**WORK ORDER 1:** In the PostgreSQL parameter text, list each parameter that has its own heading followed by a default value.
**WORK ORDER 2:** Please pick up the PostgreSQL parameter text after its last sentence and continue it.

**TEXT SHOWN:**

____

This parameter (along with MAX_FSM_RELATIONS) determines the size of the free-space cache used by the free-space manager. The free-space cache contains, at most, MAX_FSM_PAGES worth of data from, at most, MAX_FSM_RELATIONS different tables.

These two parameters have no effect on read operations, but can affect the performance of INSERT and UPDATE commands.

MAX_LOCKS_PER_TRANSACTION

Default Value:

64

Modify Time:

Postmaster startup

Override:

None

This parameter, along with MAX_CONNECTIONS, determines the size of PostgreSQL's shared lock table. Any given transaction can hold more than MAX_LOCKS_PER_TRANSACTION locks, but the total number of locks cannot exceed MAX_CONNECTIONS * MAX_LOCKS_PER_TRANSACTION. PostgreSQL locking is described in Chapter 9, "Multi-Version Concurrency Control," of the PostgreSQL User's Manual.

SORT_MEM

Default Value:

512 kilobytes

Modify Time:

per-command

Override:

SET SORT_MEM TO maximum_memory_size

When PostgreSQL processes a query, it transforms the query from string form into an execution plan. An execution plan is a sequence of operations that must be performed in order to satisfy the query. A typical execution plan might include steps to scan through an entire table and sort the results. If an execution plan includes a Sort or Hash operation, PostgreSQL can use two different algorithms to perform the sort. If the amount of memory required to perform the sort exceeds SORT_MEM KB, PostgreSQL will switch from an in-memory sort to a more expensive, disk-based sort algorithm. You can adjust SORT_MEM on a per-command basis using the command SET SORT_MEM TO maximum _memory.

VACUUM_MEM

Default Value:

8192 kilobytes

Modify Time:

per-command

Override:

SET VACUUM_MEM TO maximum_memory_size

This parameter determines the maximum amount of memory that will be used by the VACUUM command. You can improve the performance of the VACUUM command, particularly for tables that are frequently modified, by increasing VACUUM_MEM.

WAL_BUFFERS

Default Value:

8

Modify Time:

Postmaster startup

Override:

None

When a transaction makes a change to a PostgreSQL table, the change is applied to the heap (and/or index) pages that are cached in shared memory. All changes are also logged to a write-ahead log. The write-ahead log is also cached in shared memory. When a transaction is committed, the write-ahead log is flushed to disk, but the changes made to the actual data pages may not be transferred from shared memory to disk until some point in the future. The size of the shared write-ahead cache is determined by WAL_BUFFERS. The default value of 8 creates a shared write-ahead cache of eight 8KB pages.

____

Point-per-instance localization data
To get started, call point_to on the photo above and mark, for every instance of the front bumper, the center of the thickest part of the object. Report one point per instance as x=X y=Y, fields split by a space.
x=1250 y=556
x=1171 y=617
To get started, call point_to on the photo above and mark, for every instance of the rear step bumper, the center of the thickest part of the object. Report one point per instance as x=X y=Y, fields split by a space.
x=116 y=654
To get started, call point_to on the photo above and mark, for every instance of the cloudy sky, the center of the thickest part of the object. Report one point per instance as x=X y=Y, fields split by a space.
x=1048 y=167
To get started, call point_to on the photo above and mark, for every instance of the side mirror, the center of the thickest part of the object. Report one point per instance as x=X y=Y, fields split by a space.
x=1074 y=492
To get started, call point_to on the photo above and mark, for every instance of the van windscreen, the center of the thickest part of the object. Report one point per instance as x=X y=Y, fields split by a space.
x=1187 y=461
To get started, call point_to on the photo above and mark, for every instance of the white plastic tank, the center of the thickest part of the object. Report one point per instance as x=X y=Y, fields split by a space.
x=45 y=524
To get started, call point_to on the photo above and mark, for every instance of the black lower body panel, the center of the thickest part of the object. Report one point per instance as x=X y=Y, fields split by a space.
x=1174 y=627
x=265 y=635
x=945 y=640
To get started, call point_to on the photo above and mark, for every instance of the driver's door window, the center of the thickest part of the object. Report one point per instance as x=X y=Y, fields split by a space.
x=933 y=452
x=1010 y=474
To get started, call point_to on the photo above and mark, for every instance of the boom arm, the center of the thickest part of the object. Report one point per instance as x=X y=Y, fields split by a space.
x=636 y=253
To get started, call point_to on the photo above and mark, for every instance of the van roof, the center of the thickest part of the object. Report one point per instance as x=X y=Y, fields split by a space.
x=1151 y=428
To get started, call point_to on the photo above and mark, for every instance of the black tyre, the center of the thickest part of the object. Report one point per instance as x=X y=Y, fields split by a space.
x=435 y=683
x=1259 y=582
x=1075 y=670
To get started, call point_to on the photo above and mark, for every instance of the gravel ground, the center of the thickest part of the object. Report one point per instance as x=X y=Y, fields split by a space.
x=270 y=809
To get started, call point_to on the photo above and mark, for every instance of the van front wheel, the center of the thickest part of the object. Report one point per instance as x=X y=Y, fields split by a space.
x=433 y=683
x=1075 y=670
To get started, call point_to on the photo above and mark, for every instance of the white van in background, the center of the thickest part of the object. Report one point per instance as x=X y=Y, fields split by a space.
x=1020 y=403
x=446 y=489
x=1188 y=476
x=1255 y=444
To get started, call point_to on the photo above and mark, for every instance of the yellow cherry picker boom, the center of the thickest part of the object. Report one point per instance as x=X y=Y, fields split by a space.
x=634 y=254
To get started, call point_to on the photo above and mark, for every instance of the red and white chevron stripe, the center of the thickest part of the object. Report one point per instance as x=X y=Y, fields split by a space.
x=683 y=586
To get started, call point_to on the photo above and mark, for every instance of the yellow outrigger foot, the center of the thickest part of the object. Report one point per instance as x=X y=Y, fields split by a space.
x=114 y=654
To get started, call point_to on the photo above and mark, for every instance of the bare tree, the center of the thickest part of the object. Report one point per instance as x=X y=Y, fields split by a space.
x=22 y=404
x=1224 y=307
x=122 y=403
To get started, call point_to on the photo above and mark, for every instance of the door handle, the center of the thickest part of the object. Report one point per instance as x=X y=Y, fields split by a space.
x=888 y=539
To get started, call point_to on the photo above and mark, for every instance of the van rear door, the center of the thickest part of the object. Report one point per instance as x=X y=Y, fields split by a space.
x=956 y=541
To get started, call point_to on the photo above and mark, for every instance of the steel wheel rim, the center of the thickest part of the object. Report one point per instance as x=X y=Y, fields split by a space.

____

**ANSWER AREA 1:** MAX_LOCKS_PER_TRANSACTION, SORT_MEM, VACUUM_MEM, WAL_BUFFERS

**ANSWER AREA 2:**
CHECKPOINT_SEGMENTS

Default Value:

3

Modify Time:

SIGHUP or Postmaster startup

Override:

None

The write-ahead log files are divided into 6MB segments. Every so often, PostgreSQL will need to move all modified data (heap and index) pages from the shared-memory cache to disk. This operation is called a checkpoint. Log entries made prior to a checkpoint are obsolete and the space consumed by those stale entries can be recycled. If PostgreSQL never performed a checkpoint, the write-ahead logs would grow without bound. The interval between checkpoints is determined by the CHECKPOINT_SEGMENTS and CHECKPOINT_TIMEOUT parameters. A checkpoint will occur every CHECKPOINT_TIMEOUT seconds or when the number of newly filled segments reaches CHECKPOINT_SEGMENTS.

CHECKPOINT_TIMEOUT

Default Value:

300 seconds

Modify Time:

SIGHUP or Postmaster startup

Override:

None

This parameter determines the maximum amount of time that can elapse between checkpoints. You may see a checkpoint occur before CHECKPOINT_TIMEOUT seconds has elapsed if the CHECKPOINT_SEGMENTS threshold has been reached.

WAL_FILES

Default Value:

0

Modify Time:

Postmaster startup

Override:

None

This parameter determines how many 16MB log segments are preallocated at each checkpoint. The WAL manager preallocates space to improve performance. If you find that write-ahead log files are being deleted (instead of being recycled), you should increase the value of WAL_FILES.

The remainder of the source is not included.